* _Do this_
Copy the data from the line containing "Annotator task sheet — locate the leather" through the line containing "[404,153,640,308]", both included, changing "leather sofa" to "velvet couch" and leaving everything else unchanged.

-- begin Data entries --

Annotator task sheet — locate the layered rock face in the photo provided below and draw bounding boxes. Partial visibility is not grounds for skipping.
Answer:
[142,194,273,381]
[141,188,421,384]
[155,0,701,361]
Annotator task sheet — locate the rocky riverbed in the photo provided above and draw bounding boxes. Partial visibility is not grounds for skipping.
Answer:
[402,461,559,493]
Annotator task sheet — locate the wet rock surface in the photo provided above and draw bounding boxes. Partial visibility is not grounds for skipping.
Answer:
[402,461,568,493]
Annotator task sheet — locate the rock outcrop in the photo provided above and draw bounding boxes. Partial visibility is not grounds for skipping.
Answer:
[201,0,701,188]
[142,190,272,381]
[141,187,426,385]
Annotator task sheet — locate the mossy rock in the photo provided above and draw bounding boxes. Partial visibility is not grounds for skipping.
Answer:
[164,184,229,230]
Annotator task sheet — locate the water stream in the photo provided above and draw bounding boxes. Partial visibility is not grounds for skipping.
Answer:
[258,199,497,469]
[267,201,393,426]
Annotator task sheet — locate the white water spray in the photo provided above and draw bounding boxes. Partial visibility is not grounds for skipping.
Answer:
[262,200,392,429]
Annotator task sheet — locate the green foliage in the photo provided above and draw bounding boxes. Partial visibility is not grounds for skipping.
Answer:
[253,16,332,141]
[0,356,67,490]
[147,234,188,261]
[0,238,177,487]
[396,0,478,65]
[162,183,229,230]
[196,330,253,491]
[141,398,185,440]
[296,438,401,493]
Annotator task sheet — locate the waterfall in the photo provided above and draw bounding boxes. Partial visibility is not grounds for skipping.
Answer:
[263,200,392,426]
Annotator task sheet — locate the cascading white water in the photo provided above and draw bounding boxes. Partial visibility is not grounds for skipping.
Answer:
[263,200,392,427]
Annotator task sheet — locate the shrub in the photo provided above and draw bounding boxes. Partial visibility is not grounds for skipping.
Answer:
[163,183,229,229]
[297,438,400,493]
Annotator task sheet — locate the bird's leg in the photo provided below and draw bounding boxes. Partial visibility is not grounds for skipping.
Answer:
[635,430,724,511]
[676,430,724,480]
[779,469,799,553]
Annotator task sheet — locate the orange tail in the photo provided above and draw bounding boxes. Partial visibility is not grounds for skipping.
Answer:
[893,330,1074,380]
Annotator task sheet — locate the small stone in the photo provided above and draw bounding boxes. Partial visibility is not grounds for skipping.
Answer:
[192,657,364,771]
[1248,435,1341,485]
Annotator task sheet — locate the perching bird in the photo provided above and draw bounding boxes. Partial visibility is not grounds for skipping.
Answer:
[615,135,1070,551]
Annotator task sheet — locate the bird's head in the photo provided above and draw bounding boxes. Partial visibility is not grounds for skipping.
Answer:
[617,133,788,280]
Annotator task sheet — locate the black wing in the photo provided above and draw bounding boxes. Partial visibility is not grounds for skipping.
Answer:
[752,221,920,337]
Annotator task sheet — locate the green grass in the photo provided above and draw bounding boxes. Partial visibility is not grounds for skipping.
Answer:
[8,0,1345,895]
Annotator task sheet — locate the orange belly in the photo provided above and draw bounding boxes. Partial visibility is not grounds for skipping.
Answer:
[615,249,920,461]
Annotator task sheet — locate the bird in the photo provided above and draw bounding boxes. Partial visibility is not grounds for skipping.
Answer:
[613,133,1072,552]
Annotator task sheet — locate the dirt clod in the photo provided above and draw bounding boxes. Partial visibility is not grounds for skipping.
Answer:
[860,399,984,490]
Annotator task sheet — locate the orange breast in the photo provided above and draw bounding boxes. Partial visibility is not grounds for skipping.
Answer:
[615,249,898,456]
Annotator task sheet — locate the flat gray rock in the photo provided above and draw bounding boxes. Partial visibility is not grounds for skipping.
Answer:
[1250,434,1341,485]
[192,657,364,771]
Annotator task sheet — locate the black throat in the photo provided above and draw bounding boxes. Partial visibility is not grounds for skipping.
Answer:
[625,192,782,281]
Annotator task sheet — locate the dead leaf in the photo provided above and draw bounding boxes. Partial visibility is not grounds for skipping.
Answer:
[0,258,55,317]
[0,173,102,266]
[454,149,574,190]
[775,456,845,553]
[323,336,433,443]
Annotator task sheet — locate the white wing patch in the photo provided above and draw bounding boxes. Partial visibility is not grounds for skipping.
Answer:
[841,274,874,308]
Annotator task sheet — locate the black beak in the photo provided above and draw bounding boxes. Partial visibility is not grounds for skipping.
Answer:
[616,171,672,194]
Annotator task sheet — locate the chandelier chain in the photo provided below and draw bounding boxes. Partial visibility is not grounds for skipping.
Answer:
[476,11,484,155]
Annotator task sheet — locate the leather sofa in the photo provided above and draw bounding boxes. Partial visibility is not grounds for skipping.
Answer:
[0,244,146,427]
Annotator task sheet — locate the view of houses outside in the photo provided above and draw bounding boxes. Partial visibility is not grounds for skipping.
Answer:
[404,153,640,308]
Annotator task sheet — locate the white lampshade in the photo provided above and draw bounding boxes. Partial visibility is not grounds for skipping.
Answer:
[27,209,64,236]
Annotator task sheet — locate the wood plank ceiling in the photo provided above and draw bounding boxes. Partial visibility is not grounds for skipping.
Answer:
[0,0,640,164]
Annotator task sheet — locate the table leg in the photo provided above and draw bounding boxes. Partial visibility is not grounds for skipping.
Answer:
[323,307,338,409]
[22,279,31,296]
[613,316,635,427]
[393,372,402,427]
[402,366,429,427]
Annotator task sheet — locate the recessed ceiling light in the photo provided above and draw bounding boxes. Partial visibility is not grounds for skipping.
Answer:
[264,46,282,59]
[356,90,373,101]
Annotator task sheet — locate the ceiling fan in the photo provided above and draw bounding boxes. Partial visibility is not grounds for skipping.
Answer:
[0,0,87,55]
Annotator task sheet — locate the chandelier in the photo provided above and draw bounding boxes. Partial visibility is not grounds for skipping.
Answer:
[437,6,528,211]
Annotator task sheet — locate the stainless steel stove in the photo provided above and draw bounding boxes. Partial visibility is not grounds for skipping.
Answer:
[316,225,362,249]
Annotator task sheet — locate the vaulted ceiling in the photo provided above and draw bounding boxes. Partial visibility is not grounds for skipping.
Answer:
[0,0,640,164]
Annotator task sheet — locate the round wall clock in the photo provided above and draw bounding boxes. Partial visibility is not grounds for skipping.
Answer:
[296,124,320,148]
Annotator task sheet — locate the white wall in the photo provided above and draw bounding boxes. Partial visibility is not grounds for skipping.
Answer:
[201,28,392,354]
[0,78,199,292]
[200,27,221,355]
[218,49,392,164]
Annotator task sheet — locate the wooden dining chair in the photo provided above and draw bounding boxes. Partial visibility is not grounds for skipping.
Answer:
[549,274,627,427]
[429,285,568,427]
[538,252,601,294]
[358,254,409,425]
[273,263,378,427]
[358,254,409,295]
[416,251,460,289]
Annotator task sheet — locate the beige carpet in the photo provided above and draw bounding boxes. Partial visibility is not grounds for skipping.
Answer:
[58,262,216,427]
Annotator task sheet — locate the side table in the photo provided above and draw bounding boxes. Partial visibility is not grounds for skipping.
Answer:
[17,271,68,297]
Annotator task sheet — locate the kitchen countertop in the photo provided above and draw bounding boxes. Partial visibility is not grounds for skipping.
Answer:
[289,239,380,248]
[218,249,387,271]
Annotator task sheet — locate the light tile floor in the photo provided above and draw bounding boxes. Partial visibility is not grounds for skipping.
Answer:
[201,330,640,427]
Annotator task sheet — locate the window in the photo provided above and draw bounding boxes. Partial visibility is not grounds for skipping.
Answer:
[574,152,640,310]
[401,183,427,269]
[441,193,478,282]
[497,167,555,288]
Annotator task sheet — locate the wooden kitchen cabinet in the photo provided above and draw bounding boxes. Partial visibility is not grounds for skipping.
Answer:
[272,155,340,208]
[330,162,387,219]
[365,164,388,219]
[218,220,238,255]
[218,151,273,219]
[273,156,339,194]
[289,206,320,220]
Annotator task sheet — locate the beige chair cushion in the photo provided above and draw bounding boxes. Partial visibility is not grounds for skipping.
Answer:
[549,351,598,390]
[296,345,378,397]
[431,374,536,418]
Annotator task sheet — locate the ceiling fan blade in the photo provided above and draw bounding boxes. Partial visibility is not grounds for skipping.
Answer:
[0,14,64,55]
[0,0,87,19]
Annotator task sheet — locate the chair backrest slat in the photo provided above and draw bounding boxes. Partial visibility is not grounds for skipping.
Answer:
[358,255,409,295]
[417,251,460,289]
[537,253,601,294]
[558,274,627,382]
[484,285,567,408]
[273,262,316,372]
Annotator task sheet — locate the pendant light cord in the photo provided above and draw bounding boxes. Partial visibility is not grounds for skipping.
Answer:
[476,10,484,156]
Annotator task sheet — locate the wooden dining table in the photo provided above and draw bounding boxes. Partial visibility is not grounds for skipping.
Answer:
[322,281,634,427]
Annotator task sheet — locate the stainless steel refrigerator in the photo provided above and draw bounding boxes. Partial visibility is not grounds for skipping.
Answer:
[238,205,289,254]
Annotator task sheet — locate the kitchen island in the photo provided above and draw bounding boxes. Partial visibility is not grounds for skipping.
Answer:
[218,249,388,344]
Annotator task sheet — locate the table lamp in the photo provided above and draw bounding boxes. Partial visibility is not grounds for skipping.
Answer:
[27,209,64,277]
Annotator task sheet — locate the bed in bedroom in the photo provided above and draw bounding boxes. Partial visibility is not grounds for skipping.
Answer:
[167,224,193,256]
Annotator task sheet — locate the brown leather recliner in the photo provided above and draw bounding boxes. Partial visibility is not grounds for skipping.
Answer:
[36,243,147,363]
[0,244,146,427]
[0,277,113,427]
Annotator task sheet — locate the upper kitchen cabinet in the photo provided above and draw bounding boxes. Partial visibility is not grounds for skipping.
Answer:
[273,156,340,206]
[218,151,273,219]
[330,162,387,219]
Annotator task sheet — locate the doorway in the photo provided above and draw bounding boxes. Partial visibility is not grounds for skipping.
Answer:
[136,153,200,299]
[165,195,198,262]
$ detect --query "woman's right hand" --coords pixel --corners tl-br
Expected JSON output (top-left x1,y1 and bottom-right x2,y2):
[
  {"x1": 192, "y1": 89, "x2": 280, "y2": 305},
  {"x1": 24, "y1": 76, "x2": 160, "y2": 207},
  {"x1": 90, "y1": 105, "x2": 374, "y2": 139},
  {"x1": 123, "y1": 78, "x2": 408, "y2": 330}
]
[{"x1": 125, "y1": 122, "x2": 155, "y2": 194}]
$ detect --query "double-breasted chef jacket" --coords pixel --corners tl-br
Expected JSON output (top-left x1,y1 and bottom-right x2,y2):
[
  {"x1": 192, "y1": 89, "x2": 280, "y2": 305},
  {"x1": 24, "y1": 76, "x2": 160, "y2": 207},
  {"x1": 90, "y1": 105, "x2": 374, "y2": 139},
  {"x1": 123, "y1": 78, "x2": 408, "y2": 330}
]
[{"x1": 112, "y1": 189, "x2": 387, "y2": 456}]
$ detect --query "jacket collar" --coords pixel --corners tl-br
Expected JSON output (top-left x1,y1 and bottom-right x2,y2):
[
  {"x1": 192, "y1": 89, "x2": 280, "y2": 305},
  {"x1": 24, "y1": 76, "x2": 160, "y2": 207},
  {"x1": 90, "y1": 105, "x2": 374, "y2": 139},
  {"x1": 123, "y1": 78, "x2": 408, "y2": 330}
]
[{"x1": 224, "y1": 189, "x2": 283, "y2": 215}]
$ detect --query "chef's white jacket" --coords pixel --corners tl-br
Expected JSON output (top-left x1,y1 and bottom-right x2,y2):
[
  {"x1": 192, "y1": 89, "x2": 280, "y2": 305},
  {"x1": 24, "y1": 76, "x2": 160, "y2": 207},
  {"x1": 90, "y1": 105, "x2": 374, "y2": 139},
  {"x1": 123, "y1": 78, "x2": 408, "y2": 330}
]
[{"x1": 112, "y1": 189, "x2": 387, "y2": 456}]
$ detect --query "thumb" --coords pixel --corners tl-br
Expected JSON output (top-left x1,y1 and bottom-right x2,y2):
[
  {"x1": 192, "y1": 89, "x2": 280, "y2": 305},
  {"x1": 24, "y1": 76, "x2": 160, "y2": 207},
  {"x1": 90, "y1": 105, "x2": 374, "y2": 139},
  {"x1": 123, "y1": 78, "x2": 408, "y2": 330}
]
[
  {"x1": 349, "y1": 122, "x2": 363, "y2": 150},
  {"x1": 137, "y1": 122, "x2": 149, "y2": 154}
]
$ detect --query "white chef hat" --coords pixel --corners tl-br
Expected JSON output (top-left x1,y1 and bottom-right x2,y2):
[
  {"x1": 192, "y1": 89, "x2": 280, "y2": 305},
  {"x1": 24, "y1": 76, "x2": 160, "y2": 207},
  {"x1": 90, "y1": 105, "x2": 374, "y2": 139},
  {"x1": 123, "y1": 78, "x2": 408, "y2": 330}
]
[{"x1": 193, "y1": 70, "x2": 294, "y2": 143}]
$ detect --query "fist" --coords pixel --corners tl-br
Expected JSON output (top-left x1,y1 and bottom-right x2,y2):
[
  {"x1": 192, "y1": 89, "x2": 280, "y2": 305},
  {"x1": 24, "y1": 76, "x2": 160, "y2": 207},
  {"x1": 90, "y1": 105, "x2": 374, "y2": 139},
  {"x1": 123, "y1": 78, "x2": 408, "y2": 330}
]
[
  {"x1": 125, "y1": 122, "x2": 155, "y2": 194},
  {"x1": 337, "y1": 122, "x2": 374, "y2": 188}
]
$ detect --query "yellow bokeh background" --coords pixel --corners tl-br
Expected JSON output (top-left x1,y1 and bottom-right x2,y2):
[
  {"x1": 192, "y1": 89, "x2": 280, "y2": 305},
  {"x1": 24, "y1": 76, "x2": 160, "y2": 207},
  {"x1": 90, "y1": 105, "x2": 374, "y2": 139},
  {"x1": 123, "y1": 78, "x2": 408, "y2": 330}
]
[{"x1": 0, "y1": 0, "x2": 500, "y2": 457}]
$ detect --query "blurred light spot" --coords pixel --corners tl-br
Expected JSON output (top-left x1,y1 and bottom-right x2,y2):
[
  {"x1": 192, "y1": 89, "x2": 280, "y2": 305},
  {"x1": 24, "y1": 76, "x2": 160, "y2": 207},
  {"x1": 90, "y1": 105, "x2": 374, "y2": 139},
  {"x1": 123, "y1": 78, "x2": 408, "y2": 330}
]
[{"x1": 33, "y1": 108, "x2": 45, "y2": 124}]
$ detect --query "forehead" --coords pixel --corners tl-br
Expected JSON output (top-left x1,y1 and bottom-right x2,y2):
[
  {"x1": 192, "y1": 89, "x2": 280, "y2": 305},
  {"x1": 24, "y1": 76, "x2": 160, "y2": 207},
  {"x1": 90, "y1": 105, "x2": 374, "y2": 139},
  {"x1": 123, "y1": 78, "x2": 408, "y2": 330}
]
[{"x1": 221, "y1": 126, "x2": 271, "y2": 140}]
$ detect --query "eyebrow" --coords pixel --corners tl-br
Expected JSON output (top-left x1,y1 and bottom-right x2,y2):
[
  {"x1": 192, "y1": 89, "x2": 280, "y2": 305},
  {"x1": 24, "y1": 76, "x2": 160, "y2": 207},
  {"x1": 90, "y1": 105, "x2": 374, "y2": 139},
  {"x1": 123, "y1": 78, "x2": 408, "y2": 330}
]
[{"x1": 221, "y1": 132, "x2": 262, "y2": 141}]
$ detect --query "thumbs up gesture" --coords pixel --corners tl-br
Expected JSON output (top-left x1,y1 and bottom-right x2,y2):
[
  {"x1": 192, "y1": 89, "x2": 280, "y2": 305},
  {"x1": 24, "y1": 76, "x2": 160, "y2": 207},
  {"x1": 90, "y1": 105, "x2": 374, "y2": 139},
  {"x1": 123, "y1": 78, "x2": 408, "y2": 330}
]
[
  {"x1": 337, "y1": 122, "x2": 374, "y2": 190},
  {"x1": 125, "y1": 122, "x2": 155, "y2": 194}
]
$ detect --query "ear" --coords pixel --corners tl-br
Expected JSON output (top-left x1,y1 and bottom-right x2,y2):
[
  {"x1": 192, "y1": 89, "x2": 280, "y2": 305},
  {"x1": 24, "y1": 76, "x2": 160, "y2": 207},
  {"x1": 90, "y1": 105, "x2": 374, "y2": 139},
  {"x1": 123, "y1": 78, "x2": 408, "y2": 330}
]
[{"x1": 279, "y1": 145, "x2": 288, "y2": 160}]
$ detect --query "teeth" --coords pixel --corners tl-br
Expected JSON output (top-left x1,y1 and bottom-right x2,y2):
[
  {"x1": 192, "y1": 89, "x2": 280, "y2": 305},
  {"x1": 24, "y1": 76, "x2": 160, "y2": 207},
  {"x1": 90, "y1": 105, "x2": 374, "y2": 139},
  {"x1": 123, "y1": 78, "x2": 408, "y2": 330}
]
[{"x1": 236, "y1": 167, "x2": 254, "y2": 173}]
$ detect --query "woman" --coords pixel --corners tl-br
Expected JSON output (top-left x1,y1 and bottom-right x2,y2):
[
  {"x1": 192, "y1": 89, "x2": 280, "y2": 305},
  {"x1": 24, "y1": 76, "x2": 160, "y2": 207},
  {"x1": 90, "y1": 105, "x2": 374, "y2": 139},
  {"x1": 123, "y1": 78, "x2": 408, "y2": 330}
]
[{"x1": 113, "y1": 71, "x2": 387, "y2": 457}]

-- end Data entries --

* _Exercise answer_
Annotator task sheet — locate the velvet couch in the photo provided above and draw bounding boxes. Partial visibility is not grounds for skipping.
Answer:
[0,244,146,427]
Annotator task sheet — locate the view of houses outside in the photo provided above and draw bounding boxes. Partial visibility is not grounds for skipping.
Answer:
[404,153,640,308]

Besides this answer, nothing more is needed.